**Given information:**
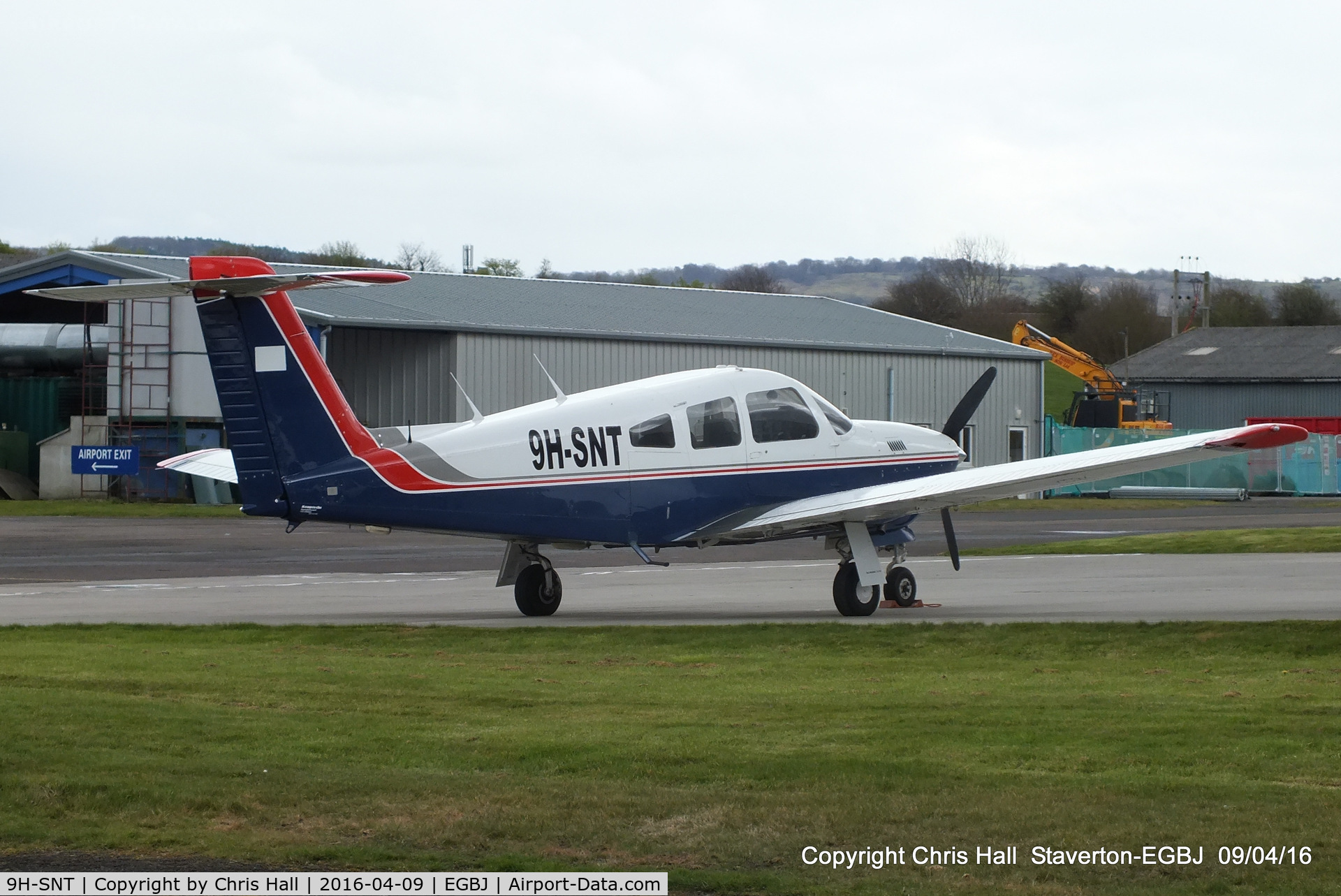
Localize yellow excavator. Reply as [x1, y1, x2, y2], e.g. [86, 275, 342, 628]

...

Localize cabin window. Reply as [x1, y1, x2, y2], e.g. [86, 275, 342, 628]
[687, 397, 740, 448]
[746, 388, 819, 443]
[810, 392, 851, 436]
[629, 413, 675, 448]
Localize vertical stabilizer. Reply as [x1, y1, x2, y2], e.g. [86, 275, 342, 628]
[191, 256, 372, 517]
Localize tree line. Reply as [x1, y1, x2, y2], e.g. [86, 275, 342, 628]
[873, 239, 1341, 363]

**Short exercise:**
Copy out only the part of the listing that starts at the line containing "Localize vertical stabilizer." and ends at the line containing "[873, 239, 1341, 363]", with both of those lines included and every line unchanged.

**Expected answer:**
Localize vertical stabilizer. Reply as [x1, y1, x2, y2], e.g. [86, 275, 342, 628]
[191, 256, 372, 517]
Localize tree line. Reply as [x1, y1, x2, y2], e.g. [86, 275, 342, 628]
[873, 239, 1341, 363]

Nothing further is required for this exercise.